*ACTIVITY:*
Below are the records; they must be reproduced verbatim.

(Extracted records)

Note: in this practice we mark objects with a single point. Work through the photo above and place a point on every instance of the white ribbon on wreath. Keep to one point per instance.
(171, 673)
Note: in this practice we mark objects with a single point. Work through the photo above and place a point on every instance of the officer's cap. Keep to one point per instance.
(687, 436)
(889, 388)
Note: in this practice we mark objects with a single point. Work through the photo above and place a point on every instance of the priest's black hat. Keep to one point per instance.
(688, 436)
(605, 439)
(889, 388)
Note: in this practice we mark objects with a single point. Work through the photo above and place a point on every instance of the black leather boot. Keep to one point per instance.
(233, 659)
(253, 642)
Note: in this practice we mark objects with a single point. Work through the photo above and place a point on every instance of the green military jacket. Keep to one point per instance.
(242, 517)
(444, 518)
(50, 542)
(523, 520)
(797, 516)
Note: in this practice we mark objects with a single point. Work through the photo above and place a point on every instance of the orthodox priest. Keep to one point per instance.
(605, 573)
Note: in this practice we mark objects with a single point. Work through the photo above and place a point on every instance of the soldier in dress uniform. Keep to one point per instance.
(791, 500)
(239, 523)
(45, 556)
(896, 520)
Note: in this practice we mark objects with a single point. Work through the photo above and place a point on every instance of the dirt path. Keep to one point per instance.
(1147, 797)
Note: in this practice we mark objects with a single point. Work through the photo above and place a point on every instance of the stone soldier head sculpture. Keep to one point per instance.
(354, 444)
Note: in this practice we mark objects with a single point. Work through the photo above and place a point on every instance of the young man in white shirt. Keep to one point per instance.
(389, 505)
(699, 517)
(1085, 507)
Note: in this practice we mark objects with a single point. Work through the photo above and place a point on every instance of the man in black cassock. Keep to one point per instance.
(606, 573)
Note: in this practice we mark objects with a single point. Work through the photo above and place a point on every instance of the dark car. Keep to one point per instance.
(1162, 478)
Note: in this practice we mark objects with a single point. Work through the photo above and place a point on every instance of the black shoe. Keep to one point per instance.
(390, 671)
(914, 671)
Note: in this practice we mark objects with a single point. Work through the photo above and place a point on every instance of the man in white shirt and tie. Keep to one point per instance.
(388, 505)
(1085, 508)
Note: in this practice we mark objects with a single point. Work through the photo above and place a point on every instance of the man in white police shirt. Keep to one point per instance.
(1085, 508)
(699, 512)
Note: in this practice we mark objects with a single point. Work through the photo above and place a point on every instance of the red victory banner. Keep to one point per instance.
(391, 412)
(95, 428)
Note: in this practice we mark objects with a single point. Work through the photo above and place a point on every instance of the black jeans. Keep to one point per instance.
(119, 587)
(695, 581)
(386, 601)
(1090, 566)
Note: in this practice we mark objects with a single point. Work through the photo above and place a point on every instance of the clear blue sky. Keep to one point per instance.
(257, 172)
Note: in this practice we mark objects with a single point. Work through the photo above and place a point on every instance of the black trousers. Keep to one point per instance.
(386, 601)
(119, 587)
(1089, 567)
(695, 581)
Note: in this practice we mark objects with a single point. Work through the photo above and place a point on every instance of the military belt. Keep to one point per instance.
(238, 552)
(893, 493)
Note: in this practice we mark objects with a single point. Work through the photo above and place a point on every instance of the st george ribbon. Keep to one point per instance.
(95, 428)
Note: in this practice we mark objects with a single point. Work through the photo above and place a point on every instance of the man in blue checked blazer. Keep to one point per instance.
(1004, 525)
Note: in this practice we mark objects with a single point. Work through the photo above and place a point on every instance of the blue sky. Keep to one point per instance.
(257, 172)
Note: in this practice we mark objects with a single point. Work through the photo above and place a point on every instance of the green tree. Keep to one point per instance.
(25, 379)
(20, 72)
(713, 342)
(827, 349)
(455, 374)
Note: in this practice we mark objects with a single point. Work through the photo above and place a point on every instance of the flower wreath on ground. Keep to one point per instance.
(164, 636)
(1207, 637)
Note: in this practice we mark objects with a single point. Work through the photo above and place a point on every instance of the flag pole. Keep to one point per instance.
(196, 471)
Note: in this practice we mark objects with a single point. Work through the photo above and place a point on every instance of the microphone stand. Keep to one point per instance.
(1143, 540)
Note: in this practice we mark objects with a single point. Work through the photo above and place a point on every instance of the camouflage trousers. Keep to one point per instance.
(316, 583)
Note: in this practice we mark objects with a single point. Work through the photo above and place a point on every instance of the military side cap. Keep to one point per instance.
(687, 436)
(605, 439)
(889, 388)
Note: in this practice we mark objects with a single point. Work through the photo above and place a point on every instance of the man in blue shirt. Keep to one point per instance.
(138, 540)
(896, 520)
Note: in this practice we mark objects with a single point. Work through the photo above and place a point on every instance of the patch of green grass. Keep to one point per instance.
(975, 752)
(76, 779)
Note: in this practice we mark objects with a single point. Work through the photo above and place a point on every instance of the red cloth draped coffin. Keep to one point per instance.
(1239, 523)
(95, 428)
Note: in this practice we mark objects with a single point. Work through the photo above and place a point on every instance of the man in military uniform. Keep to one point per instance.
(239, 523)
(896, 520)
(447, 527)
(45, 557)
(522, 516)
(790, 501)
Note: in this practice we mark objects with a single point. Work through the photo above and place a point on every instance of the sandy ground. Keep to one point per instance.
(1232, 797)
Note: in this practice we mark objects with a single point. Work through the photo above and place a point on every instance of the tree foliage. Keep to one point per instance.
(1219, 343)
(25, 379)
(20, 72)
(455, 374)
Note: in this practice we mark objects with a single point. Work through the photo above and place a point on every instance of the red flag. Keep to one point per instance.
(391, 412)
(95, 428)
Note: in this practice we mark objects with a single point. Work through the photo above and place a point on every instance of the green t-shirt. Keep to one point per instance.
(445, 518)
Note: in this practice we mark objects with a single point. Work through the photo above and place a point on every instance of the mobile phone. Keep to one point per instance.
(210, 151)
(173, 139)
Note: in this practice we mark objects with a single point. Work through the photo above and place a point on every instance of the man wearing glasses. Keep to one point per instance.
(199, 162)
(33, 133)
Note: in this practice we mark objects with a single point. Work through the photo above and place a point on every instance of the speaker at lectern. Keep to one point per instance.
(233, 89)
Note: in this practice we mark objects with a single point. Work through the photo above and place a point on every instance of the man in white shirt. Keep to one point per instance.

*SOLUTION BELOW:*
Note: in this practice we mark objects with a single point. Work through the photo above and place a point on every instance of the white ribbon on wreath. Keep to one point per instance.
(171, 673)
Note: in this practice we mark objects with a single point. Work through the photo above and place a point on every instance of the officer's cap. Keep to one point per instance.
(687, 436)
(889, 388)
Note: in this practice we mark objects with a single point. Work through the photo above and place a point on every instance of the priest's black hat. Keep to one point per instance.
(688, 436)
(605, 439)
(889, 388)
Note: in this practice we mark objects with a single point. Work through the photo above and place a point on every instance of the black leather boot. Keep to one point per instance.
(233, 659)
(253, 642)
Note: in this practice we mark objects with a single point. Work through the photo above and place a point on every instance of the green military jacket. Keep to one point per instance.
(242, 517)
(444, 518)
(50, 542)
(523, 520)
(797, 516)
Note: in this practice we mark objects with a single point. Work through the photo above and place a point on every instance of the orthodox priest. Keep to one point per instance.
(605, 573)
Note: in this practice we mark objects with a single point. Work through the photo above and place a point on every instance of the soldier in dress uniform. Keep to one point per instance.
(791, 500)
(239, 523)
(45, 556)
(896, 520)
Note: in this practice we mark objects with a single point. Work through the photo above and place a point on every instance of the dirt path. Keep to one point per instance.
(1147, 797)
Note: in this practice we mark objects with a single point. Work through the photo above and place a point on every instance of the stone soldier head sculpture. Keep to one point per instance.
(354, 444)
Note: in this practice we mark objects with a single point. Work through the photo above and place a point on every instance of the young man in white shirt. Keep to one point per instance.
(389, 505)
(699, 517)
(1085, 507)
Note: in this practice we mark objects with a single point. Work through the photo above and place a point on every instance of the man in black cassock. Keep to one point per instance.
(606, 573)
Note: in this practice we mark objects with a single point. Work through the photo above and place a point on every instance of the dark car. Keep to one point per instance.
(1162, 478)
Note: in this practice we mark objects with a single point. Work through the photo above and place a point on every instance of the black shoe. Keep to one point per instance.
(390, 671)
(914, 671)
Note: in this practice we mark objects with a single point. Work through the photo above and place a point on every instance of the man in white shirt and tie. Keep to one point per instance.
(388, 505)
(1085, 508)
Note: in this practice we mark objects with a single point. Work through the photo above and place a point on every instance of the man in white police shirt. Keep to one point per instance.
(1085, 508)
(699, 512)
Note: in this practice we mark objects with a single point. Work through the photo above and place a point on every instance of the red victory banner. Keep to one point per instance.
(391, 412)
(95, 428)
Note: in this practice we mark objects with a single point. Work through the photo above and place a point on every instance of the black jeans. Keep to one point per instance.
(119, 587)
(695, 581)
(386, 601)
(1090, 566)
Note: in this practice we mark objects with a single point. Work through the photo above and place a point on every instance of the clear blue sky. Keep to one point per instance.
(257, 172)
Note: in this practice we mark objects with a single point. Work through the photo above and place a point on every instance of the black trousers. Keep to one point per instance.
(386, 601)
(119, 587)
(1089, 567)
(695, 581)
Note: in this practice we mark objects with a single point. Work through the photo above and place a point on every instance of the military belt. Keep to one point per instance.
(238, 552)
(893, 493)
Note: in this practice we mark objects with a single point. Work through the photo above and place a point on every instance of the st george ribbon. Keep to one point per instance.
(95, 428)
Note: in this practice we mark objects with a single point. Work through the photo above and place a point on every instance of the man in blue checked blazer. Keep to one point per instance.
(1004, 525)
Note: in this practice we mark objects with a single point. Work through the photo above and place a point on every instance of the blue sky. Keep to one point per instance.
(257, 172)
Note: in this practice we mark objects with a single point. Work through the photo above and place a point on every instance of the green tree. Keep to one point per instance.
(25, 379)
(20, 72)
(713, 342)
(827, 349)
(455, 374)
Note: in this practice we mark objects with a single point. Work through the photo above and place a point on every instance of the flower wreath on ground. Keep to one point per instance.
(164, 636)
(1207, 637)
Note: in this practice we mark objects with a single point. Work through the photo above and place a point on every instance of the flag pole. Keep to one point per instance.
(196, 471)
Note: in this practice we mark objects with a single point. Work through the photo above and place a point on every instance of the microphone stand. Keep to one point per instance.
(1143, 540)
Note: in this practice we mark objects with a single point. Work through the photo above and place a point on every instance of the camouflage trousers. Keep to one point per instance.
(316, 583)
Note: in this practice we mark objects with a single point. Work through the photo above and place a point on every instance of the military side cap. Keep to one point per instance.
(687, 436)
(605, 439)
(889, 388)
Note: in this practice we mark objects with a single point. Work through the photo above and place a point on every instance of the man in blue shirt. Keep to one point per instance.
(138, 540)
(896, 520)
Note: in this practice we mark objects with a single point. Work through the photo above and place a point on every instance of the patch of green grass. Keep to one point per instance.
(975, 752)
(76, 779)
Note: in this practice we mark objects with a single point. Work through the photo above and place a point on every instance of the red cloth draped coffin. Keep to one point per instance.
(1239, 523)
(95, 428)
Note: in this practice we mark objects with a single point. Work through the photo above and place a point on every instance of the man in military uniform. Keep to one point per instance.
(239, 523)
(896, 520)
(447, 527)
(45, 557)
(522, 516)
(790, 501)
Note: in this practice we mark objects with a single point. Work through the photo above and place a point on every instance of the sandy ground. Keep to one point per instance.
(1232, 797)
Note: in this practice we mark objects with a single point. Work through the photo above and place a point on every instance of the tree foliage. Keep to one point per instance.
(1219, 343)
(25, 379)
(20, 72)
(455, 374)
Note: in this practice we mark objects with a single point. Work through the photo above and place a point on every instance of the red flag. Keep to one point per instance.
(391, 412)
(95, 428)
Note: in this practice we mark objects with a single point. Work through the photo above and place a point on every instance of the green t-shirt. Keep to one point per instance.
(445, 518)
Note: in this practice we mark objects with a single point. Work through the photo above and place a point on every instance of the mobile phone. Keep to one point per instance.
(210, 151)
(173, 139)
Note: in this practice we mark objects with a single point. Work through the photo above and place a point on every instance of the man wearing glasses. Keep to one point per instance.
(199, 162)
(33, 133)
Note: in this practice we mark objects with a single point. Work through the photo above and place a point on every instance of the speaker at lectern. Keep to one point per instance.
(233, 89)
Note: in this practice we mark objects with a single point. Work through the photo above and place a point on every instance of the man in white shirt. Keep to one point per instance.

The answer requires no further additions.